▶ _EXERCISE INSTRUCTIONS_: Please say whether each of these statements agrees with the interview text that follows, giving yes or no and quoting the deciding words from it: (a) the chaperones huddled in the campsite were all women; (b) the campground is in Austin, Texas; (c) Annie had to push past people blocking her way through the crowd.

▶ _DOCUMENT TEXT_:
━━━━━━━━
Interview by DW McKinney
Annie Kim Hedrick emerges from the velvet twilight draped across the low sky of Bastrop, Texas. Determination creases her normally smooth face. She strides unobstructed through a crowd that is scrambling around the rain-soaked campground as thunder rumbles in the distance.
Annie heads toward a group of chaperones, all women, huddled together in the middle of the flooded KOA campsite. I stand among them and before my mind registers her presence on the edge of the campsite, Annie is already standing next to our shivering frames. She does not know it yet—neither do the rest of us—but she is steamrolling her way to becoming iconic.
The word “iconic” is often overused, (mis)spoken to elevate meaningless behaviors and anomalous entities that temporarily capture our attention—a lipstick, a store, a fauxlebrity, a popular TV show that is the poorly remade cousin of a older but better constructed one. In the following days—and years—to come, these other women and I will recap the evening so frequently that Annie’s subsequent actions will become a valued teaching reference for future volunteers to the program.
━━━━━━━━
▶ _DATA SECTION_:
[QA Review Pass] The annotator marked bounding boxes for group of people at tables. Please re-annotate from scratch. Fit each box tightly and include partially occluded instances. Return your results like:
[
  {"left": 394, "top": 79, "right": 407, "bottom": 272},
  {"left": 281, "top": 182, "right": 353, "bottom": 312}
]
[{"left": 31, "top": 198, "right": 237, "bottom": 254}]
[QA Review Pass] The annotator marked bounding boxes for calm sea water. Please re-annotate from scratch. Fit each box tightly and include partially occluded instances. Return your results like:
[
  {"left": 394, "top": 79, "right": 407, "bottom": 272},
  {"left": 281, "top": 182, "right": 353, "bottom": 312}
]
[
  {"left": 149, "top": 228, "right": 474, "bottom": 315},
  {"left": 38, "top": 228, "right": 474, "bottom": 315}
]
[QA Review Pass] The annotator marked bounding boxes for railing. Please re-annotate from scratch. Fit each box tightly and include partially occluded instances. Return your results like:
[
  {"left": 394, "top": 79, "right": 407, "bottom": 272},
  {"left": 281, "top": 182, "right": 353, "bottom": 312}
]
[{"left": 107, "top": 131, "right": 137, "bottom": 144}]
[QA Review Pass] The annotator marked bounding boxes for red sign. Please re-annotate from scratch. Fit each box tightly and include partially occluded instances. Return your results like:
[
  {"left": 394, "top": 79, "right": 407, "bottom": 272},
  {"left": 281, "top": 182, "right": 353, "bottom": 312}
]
━━━━━━━━
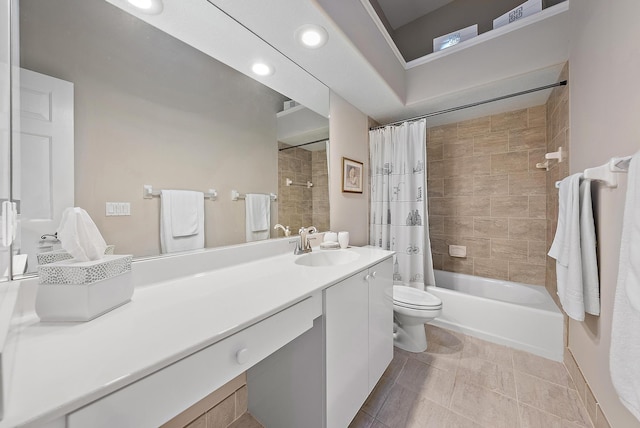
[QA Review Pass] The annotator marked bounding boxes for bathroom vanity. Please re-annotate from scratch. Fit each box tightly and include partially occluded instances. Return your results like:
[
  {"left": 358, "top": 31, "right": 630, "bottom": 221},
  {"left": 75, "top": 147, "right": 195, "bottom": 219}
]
━━━━━━━━
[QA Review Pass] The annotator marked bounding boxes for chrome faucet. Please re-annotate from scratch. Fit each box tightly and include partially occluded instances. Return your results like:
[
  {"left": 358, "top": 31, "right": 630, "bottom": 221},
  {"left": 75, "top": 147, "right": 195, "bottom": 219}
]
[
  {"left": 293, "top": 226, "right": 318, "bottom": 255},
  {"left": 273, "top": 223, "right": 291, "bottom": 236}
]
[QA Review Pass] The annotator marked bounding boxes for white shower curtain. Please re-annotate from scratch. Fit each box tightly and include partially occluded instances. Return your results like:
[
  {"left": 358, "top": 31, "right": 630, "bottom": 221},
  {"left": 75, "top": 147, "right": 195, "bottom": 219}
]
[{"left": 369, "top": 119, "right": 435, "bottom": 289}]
━━━━━━━━
▶ _ANSWER TO THIS EXERCISE_:
(a) Yes: "a group of chaperones, all women, huddled together in the middle of the flooded KOA campsite"
(b) No: "the low sky of Bastrop, Texas"
(c) No: "She strides unobstructed through a crowd"